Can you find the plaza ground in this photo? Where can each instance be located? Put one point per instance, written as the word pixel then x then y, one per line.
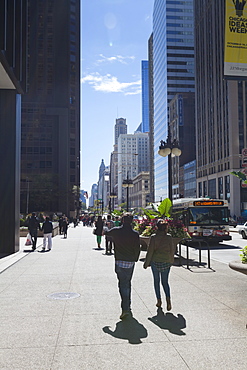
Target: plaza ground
pixel 81 329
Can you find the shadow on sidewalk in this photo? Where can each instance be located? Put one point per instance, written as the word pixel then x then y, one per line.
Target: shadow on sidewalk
pixel 169 322
pixel 129 329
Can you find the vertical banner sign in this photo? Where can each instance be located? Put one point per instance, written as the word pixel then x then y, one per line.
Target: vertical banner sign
pixel 235 63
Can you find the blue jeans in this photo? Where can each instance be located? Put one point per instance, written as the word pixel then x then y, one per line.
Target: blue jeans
pixel 164 281
pixel 124 276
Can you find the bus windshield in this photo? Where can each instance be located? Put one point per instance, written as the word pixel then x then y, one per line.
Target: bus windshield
pixel 208 216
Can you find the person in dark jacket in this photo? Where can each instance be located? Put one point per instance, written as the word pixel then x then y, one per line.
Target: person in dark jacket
pixel 33 227
pixel 126 251
pixel 108 239
pixel 99 224
pixel 47 227
pixel 65 225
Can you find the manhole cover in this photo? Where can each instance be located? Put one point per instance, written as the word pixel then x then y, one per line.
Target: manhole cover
pixel 63 295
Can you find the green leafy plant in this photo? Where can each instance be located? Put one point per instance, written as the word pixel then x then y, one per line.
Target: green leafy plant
pixel 177 230
pixel 240 175
pixel 164 207
pixel 244 255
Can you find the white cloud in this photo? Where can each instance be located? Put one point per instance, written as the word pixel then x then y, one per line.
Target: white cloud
pixel 110 84
pixel 116 58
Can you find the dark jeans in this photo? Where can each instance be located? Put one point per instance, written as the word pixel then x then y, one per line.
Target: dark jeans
pixel 124 276
pixel 164 281
pixel 34 236
pixel 108 244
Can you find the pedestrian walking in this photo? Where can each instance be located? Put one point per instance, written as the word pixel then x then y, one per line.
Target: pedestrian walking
pixel 99 224
pixel 33 227
pixel 126 253
pixel 47 228
pixel 60 224
pixel 108 239
pixel 117 222
pixel 160 255
pixel 65 225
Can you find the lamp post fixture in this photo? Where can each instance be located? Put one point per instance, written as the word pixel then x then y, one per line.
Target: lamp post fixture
pixel 128 183
pixel 169 149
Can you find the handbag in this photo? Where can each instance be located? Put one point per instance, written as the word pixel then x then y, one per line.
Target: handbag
pixel 28 241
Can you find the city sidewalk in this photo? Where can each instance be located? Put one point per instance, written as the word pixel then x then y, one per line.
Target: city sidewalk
pixel 60 310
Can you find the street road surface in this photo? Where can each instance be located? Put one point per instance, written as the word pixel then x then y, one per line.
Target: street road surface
pixel 226 251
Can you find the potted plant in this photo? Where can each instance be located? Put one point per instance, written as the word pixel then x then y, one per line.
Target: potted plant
pixel 240 266
pixel 175 229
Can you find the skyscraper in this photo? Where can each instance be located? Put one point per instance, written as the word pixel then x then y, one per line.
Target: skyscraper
pixel 133 158
pixel 145 96
pixel 13 74
pixel 173 71
pixel 120 128
pixel 50 146
pixel 221 119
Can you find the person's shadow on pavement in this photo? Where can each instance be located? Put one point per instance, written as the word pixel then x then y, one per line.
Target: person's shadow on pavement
pixel 129 329
pixel 169 322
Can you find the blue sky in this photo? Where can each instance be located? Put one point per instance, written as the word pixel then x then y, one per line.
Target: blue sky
pixel 115 37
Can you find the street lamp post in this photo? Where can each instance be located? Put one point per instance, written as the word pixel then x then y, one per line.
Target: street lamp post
pixel 112 200
pixel 128 183
pixel 169 149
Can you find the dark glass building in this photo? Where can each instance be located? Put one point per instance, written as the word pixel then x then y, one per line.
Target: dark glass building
pixel 221 112
pixel 50 142
pixel 13 67
pixel 173 72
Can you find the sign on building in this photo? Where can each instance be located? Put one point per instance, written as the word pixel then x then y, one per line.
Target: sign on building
pixel 235 59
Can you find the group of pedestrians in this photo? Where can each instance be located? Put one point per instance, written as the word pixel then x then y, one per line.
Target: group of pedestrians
pixel 47 227
pixel 34 227
pixel 63 226
pixel 126 241
pixel 101 226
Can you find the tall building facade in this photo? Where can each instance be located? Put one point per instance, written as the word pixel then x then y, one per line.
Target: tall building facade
pixel 182 128
pixel 145 96
pixel 151 116
pixel 50 144
pixel 133 158
pixel 93 196
pixel 119 129
pixel 221 115
pixel 13 74
pixel 173 71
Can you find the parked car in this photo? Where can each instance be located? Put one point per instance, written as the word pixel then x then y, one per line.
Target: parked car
pixel 232 222
pixel 243 230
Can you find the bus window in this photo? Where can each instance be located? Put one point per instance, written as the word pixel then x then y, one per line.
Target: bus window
pixel 208 216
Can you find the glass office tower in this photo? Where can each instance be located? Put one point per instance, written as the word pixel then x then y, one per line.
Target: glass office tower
pixel 145 96
pixel 173 68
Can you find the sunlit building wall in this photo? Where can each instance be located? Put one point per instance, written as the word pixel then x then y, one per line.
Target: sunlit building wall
pixel 173 72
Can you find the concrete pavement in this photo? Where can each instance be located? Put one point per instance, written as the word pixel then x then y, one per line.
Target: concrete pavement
pixel 60 310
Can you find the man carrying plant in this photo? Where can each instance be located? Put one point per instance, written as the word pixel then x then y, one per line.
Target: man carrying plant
pixel 126 252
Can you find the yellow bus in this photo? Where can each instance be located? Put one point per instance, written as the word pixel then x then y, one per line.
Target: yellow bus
pixel 205 219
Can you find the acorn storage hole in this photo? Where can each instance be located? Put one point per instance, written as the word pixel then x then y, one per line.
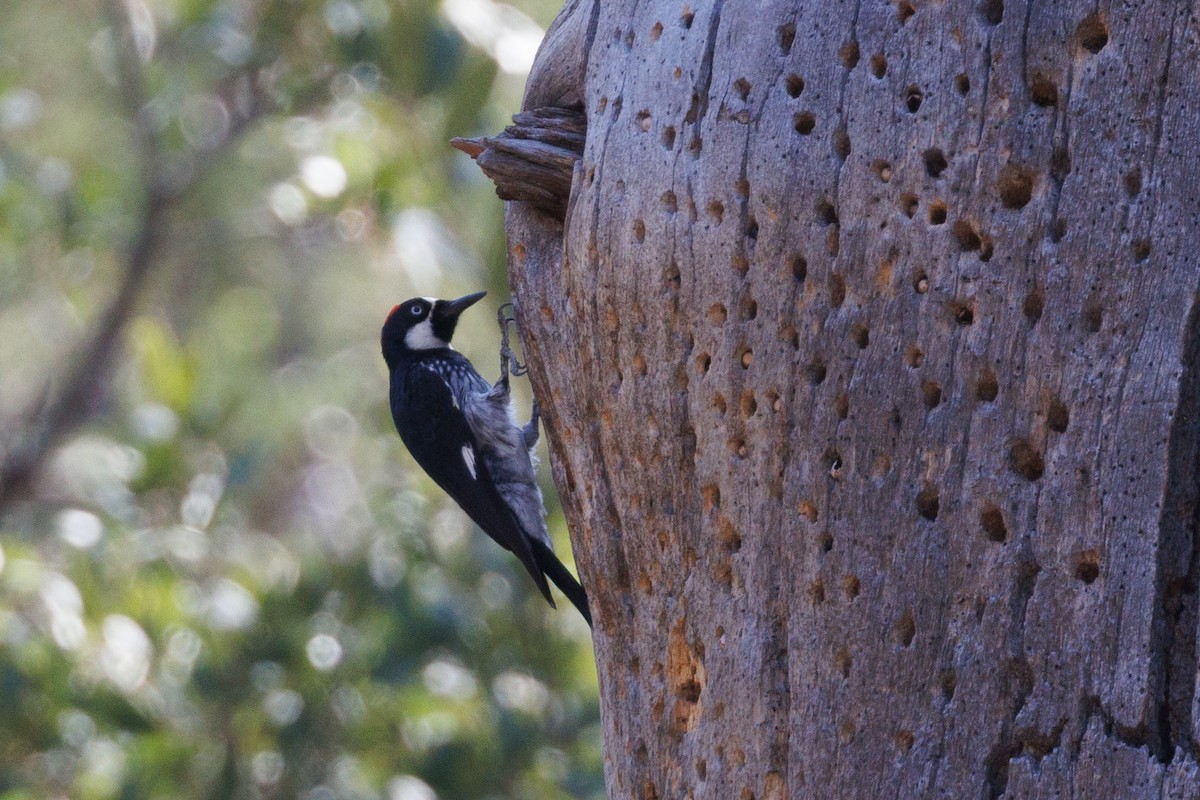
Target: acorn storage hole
pixel 937 214
pixel 1025 459
pixel 935 162
pixel 991 519
pixel 928 503
pixel 913 97
pixel 1085 565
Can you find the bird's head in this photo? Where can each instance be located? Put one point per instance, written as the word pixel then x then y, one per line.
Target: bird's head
pixel 423 324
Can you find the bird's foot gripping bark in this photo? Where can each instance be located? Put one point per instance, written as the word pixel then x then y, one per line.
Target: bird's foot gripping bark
pixel 509 364
pixel 531 429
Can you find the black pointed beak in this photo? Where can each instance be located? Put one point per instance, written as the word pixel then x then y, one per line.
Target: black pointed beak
pixel 451 308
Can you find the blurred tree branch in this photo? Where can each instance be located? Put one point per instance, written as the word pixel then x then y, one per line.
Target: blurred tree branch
pixel 73 396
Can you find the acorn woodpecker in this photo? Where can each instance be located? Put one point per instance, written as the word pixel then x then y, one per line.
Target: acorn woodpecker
pixel 462 432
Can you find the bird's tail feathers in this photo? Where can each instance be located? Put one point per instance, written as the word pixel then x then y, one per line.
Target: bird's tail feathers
pixel 562 577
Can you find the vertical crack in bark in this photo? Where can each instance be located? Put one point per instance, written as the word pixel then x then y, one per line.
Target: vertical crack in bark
pixel 706 65
pixel 1174 659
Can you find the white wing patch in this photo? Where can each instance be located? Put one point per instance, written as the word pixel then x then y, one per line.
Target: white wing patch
pixel 468 457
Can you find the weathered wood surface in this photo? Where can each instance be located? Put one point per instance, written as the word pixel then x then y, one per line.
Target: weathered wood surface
pixel 533 160
pixel 868 355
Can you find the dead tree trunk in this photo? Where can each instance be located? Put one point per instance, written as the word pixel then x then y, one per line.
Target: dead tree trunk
pixel 868 350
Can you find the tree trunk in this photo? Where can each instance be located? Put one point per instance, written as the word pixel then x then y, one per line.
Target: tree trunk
pixel 868 353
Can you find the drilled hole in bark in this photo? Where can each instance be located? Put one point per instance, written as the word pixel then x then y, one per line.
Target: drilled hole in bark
pixel 711 495
pixel 841 405
pixel 843 662
pixel 937 212
pixel 879 65
pixel 935 162
pixel 741 264
pixel 1132 181
pixel 913 97
pixel 717 210
pixel 826 211
pixel 799 266
pixel 905 629
pixel 964 312
pixel 1025 459
pixel 1141 250
pixel 987 386
pixel 1085 565
pixel 837 290
pixel 849 54
pixel 931 394
pixel 1093 34
pixel 1014 186
pixel 786 37
pixel 1033 305
pixel 748 404
pixel 1043 91
pixel 991 519
pixel 928 503
pixel 966 235
pixel 841 146
pixel 947 681
pixel 816 591
pixel 1057 415
pixel 1060 164
pixel 825 541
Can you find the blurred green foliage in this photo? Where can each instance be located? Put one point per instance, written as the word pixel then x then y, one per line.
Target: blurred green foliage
pixel 231 581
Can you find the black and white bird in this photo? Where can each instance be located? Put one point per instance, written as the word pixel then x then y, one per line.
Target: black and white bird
pixel 463 433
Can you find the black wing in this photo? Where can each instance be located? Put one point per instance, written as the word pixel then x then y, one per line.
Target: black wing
pixel 436 432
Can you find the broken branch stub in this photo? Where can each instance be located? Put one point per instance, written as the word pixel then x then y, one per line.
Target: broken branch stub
pixel 533 160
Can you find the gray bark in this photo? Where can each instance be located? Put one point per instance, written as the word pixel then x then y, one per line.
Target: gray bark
pixel 868 355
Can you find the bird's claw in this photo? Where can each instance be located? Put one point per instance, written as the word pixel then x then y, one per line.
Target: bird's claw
pixel 509 364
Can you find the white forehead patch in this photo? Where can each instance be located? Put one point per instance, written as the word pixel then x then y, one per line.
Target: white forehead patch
pixel 421 337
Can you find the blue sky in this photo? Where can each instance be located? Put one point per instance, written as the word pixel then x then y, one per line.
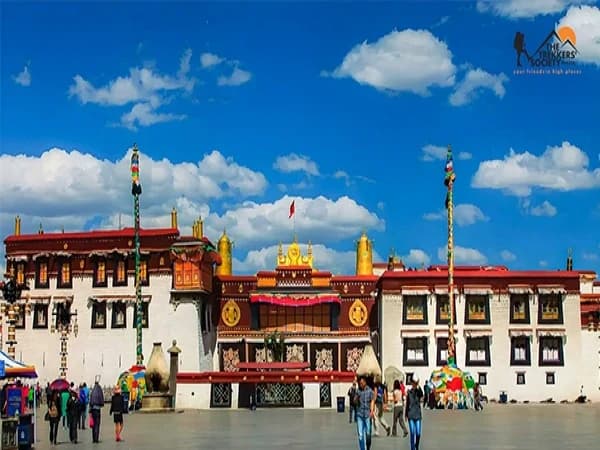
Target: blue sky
pixel 240 108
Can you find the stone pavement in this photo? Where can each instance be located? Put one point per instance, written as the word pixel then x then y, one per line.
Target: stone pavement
pixel 498 427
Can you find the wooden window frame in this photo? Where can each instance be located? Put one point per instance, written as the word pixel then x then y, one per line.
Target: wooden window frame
pixel 473 363
pixel 415 363
pixel 405 302
pixel 486 309
pixel 522 298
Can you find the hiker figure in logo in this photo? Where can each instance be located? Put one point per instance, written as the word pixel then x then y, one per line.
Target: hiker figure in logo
pixel 519 46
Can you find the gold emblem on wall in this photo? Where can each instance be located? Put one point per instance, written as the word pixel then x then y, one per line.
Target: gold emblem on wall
pixel 358 314
pixel 231 314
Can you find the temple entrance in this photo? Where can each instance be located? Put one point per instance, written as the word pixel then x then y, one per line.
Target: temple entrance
pixel 279 395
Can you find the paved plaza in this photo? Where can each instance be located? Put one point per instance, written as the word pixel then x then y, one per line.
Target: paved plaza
pixel 499 427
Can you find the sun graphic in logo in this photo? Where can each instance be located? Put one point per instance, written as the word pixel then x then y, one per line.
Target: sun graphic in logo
pixel 567 34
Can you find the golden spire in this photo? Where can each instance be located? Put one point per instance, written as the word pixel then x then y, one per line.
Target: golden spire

--

Quote only the lines from the one containing "Can you find the temple" through the final line of the records, with both ends included.

Task response
Can you find the temple entrance in this photo? Where can each instance be located? Put one point per instance, written as the word pixel then x then y, one per line.
Target: temple entrance
pixel 279 395
Can you find the paved plaza in this photo? Where can each instance be located? Put one point per instance, written as the word pixel then x then y, one per line.
Target: paved plaza
pixel 499 427
Can you find the sun graphic in logo in this photo? Where can each instance be located? Put one point per instance, written as the word pixel then x then y, one per line.
Target: sun graphic in logo
pixel 567 34
Can you find the golden spire in this photo? Where can each instance be located? Put one point per instance, written as the word pixel then x then y, one per line.
Target: golden spire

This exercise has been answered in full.